# Selected text:
== == ==

Archive for April 2012

April 29th   1 comment

Cowslips just coming out at West Quarry Braes

The cold easterly wind was still with us all day. There were willow warblers singing at West Quarry Braes this afternoon and quite a few swallows up at Wormiston, but no new migrants. The swallows were feeding in the lee of the wood where you could almost imagine it was spring when the sun came out. The vegetation has slowed down too and is later than previous years even after the early start we had in late March. The cowslips are just coming out at West Quarry Braes for example.

It’s been a wet month. We have had 63mm of rain. This compares to just 5mm that we had in April last year. The last month that was wetter was last August (90mm). I hope this means that we are heading for a different pattern of rainfall this summer, with a dry late summer rather than the dry spring followed by a rainy summer that we have got used to over the last five years.

Posted April 29, 2012 by wildcrail in Sightings

April 28th   Leave a comment

I was out again at Cambo first thing this morning guiding a bird song walk. A beautiful sunny morning but still freezing with the bitter north-easterly wind when we came out of the woods. There were a lot of blackcaps singing this morning along with the usual resident birds of Cambo. A couple of chiff-chaffs and a few swallows being the only other summer migrants. The initially early season is now turning into a late season. There is still no sign of the whitethroats and sedge warblers that should have arrived at the start of this week.

This afternoon there was a long-eared owl at Fife Ness Muir. I spent a frustrating half an hour of glimpses of it as it shyly moved away between the dense pines before my son flushed it directly towards where I was sitting. It perched a few meters away from me and I had the best view I have had of a long-eared owl for years. Long-eared owls, unlike their very similar cousins short-eared owls, are strictly nocturnal and much more wary. But this time I was able to look straight into its bright orange eyes and admire its “ears” held up like a crest. I am always telling my son to be quieter when we are out in the field. Today I was glad of his noisy feet.

The owl is another migrant on its way to Scandinavia like the ring ouzels of yesterday. A white-fronted goose also passed by going north. Normally this would be the bird of the day but this winter was so good for geese that it was almost expected. Apart from this there was little else. The ringers in the patch were looking fairly miserable as they gazed at their empty nets. I was smiling. The long-eared owl is my first for Crail bringing my Crail list up to 204 species.

== == ==

[Point annotation records]
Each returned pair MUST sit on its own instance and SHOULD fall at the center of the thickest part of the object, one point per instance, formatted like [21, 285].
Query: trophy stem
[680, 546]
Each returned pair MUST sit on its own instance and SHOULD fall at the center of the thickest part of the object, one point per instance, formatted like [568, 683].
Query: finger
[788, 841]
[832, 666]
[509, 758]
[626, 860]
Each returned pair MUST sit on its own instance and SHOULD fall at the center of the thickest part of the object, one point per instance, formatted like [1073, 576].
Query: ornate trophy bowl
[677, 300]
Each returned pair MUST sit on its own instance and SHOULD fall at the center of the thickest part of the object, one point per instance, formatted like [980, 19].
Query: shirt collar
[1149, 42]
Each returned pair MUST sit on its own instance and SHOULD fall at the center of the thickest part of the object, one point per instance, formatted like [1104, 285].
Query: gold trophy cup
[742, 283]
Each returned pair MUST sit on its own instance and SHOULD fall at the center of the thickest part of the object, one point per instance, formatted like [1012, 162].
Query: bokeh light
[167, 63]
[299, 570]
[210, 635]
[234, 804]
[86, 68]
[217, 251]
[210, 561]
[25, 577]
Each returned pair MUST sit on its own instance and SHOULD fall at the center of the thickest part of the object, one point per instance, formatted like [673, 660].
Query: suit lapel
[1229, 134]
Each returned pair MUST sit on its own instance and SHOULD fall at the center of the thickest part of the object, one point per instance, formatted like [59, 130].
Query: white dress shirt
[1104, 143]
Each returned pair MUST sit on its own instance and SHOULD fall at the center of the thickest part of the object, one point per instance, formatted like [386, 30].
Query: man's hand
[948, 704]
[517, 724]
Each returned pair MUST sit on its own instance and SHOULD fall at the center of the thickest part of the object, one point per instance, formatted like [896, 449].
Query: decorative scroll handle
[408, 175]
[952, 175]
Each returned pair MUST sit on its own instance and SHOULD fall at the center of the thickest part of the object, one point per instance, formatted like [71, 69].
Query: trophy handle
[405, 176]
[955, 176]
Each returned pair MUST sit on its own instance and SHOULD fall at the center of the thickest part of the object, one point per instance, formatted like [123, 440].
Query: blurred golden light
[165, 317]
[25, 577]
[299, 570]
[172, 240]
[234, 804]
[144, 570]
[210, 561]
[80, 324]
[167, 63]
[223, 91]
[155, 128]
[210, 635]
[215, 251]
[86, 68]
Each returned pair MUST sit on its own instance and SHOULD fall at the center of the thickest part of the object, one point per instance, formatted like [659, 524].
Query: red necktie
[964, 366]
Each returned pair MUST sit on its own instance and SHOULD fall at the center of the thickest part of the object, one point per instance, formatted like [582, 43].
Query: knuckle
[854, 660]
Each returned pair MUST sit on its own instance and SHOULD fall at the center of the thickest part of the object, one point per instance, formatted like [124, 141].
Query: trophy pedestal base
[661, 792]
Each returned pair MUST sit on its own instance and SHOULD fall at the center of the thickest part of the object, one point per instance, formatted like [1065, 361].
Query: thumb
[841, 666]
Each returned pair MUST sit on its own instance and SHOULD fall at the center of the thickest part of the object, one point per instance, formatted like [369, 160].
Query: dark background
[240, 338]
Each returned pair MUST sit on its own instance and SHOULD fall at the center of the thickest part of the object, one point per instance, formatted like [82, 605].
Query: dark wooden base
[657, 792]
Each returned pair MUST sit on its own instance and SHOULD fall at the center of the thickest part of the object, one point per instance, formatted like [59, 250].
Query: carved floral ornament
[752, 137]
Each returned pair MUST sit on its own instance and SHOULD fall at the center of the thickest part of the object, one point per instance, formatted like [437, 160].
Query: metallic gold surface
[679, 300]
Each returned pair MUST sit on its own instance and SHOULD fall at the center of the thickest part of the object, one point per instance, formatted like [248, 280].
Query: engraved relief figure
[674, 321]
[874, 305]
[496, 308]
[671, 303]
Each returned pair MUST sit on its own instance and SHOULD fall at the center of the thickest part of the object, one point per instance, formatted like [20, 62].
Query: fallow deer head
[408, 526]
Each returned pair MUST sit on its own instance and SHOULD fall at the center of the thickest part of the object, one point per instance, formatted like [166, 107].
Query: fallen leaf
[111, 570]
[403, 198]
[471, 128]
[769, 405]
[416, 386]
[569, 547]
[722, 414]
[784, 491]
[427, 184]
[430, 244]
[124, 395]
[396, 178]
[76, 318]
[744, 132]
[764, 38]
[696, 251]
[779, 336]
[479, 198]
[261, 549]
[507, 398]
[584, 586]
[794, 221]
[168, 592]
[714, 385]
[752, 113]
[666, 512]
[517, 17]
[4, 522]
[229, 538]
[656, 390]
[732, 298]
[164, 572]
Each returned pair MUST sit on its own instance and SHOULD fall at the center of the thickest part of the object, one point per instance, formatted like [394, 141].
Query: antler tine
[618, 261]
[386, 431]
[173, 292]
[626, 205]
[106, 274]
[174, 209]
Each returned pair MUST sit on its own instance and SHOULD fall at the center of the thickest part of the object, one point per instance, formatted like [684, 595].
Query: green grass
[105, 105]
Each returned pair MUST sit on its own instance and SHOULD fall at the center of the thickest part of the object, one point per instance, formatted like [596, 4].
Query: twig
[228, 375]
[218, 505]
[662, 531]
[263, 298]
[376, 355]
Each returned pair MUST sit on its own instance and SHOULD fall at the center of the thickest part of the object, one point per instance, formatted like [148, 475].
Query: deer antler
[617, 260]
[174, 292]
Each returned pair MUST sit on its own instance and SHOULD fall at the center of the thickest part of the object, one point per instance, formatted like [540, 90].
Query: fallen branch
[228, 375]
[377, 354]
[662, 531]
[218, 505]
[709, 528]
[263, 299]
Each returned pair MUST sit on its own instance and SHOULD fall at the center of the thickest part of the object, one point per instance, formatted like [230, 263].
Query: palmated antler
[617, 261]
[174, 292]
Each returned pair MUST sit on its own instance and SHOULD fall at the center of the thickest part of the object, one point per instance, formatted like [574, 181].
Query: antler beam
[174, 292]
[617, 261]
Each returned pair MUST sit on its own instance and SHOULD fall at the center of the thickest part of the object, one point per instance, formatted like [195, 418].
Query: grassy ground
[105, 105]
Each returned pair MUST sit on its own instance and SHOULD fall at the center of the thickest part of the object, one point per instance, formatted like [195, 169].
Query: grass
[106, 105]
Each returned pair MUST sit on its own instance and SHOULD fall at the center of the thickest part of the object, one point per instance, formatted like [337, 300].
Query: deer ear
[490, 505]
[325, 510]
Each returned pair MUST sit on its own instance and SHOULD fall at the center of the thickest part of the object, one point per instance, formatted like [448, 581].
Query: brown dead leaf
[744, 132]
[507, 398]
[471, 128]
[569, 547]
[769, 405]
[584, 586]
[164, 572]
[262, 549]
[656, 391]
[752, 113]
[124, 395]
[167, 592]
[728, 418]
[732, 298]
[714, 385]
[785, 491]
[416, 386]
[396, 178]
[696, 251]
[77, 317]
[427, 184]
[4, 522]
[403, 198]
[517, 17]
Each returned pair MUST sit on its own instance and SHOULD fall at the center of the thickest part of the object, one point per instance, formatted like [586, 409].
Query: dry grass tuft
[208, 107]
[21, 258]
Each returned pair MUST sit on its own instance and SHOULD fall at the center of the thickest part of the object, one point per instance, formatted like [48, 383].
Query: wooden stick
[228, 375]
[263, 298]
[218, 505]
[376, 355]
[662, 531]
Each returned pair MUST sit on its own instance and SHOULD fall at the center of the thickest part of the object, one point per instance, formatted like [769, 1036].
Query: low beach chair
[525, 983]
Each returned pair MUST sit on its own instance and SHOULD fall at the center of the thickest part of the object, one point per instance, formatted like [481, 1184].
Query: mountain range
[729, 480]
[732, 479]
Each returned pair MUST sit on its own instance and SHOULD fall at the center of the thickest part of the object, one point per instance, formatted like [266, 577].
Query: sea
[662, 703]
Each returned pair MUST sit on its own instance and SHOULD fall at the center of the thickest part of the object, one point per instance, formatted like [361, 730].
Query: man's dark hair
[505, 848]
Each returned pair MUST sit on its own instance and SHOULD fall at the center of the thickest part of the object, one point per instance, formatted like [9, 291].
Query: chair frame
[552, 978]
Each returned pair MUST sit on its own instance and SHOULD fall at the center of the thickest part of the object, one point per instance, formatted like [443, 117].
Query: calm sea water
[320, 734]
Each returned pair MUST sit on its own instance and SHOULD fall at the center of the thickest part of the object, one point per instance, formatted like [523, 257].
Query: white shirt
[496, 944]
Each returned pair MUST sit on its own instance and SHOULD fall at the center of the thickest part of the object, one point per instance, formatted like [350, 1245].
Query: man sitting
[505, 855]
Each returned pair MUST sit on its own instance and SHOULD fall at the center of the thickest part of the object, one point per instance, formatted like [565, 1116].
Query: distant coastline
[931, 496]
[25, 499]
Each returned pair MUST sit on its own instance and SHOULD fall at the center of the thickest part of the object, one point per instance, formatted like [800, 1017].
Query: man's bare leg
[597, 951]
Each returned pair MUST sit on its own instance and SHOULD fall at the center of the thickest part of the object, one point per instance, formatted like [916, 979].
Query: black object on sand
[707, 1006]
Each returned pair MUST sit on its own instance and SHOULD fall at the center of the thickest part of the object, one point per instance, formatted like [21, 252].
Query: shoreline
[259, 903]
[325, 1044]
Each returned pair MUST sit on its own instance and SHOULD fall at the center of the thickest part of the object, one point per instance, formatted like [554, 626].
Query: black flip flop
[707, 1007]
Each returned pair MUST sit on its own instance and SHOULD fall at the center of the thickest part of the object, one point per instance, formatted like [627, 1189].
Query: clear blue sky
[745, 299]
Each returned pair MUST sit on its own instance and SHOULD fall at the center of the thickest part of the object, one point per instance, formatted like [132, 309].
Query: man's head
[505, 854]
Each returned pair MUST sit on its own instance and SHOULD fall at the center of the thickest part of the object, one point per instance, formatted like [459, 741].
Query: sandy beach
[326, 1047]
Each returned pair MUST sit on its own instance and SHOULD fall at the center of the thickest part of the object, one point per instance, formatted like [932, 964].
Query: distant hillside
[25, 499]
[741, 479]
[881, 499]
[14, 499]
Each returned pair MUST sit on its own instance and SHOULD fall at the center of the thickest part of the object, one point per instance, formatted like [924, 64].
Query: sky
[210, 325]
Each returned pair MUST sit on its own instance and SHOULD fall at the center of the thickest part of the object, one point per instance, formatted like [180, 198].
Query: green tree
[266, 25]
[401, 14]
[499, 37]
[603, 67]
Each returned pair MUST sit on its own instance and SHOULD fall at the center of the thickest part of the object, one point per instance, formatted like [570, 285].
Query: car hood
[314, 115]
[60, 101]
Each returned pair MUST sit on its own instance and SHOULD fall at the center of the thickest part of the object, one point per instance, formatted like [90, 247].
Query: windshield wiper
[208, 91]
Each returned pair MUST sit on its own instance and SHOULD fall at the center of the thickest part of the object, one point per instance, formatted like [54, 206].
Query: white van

== == ==

# Jobs:
A – Echo the passage from the April 2012 sightings archive, beginning at the words "Posted April 29, 2012" and stopping after "of this week.".
B – In the April 2012 sightings archive, how much rain fell during the month?

# The answers:
A –
Posted April 29, 2012 by wildcrail in Sightings

April 28th   Leave a comment

I was out again at Cambo first thing this morning guiding a bird song walk. A beautiful sunny morning but still freezing with the bitter north-easterly wind when we came out of the woods. There were a lot of blackcaps singing this morning along with the usual resident birds of Cambo. A couple of chiff-chaffs and a few swallows being the only other summer migrants. The initially early season is now turning into a late season. There is still no sign of the whitethroats and sedge warblers that should have arrived at the start of this week.

B – 63mm